Exercise requirements: Reproduce everything from the row containing "one marker per instance, written like [397,205]" down to the final row, replacing "Keypoint guideline" with "Point instruction" throughout and leaving all other text unchanged.

Input records:
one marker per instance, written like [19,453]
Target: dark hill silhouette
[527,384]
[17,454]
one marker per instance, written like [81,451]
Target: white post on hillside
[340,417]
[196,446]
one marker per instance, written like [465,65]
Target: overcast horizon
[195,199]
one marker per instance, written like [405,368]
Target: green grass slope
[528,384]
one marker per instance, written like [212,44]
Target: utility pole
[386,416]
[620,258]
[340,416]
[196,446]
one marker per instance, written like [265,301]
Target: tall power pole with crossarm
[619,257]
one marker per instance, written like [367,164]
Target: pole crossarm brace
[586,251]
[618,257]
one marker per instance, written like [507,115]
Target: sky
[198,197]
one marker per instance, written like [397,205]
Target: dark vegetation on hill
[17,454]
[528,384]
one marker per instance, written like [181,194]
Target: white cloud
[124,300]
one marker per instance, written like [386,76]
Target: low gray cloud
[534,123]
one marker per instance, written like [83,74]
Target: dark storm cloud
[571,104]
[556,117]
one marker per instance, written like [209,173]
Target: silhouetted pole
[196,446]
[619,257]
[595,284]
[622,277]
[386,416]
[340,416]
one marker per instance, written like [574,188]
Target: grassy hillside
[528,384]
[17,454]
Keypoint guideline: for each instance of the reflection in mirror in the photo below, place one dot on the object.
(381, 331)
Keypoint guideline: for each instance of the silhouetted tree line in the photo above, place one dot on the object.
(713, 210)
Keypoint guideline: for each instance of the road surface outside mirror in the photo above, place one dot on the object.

Answer for the task:
one marker per instance, written like [397,205]
Target: dark vegetation on hill
[17,454]
[528,384]
one marker per instance, written like [181,194]
Target: white cloud
[124,300]
one marker per instance, written like [386,76]
Target: low gray cloud
[534,123]
one marker per instance, written like [83,74]
Target: dark storm cloud
[571,104]
[556,117]
one marker per instance, written like [209,173]
Target: silhouetted pole
[196,446]
[619,257]
[595,284]
[622,277]
[386,416]
[340,416]
one marker per instance, written like [574,188]
Target: grassy hillside
[528,384]
[17,454]
Point instruction: for each instance of the reflection in mirror in the photo below, place one dot on the object.
(381, 331)
Point instruction: for each instance of the silhouetted tree line in the photo above, place one dot on the object.
(713, 210)
Point instruction: for each instance of the road surface outside mirror in the photo above, place one dot on the object.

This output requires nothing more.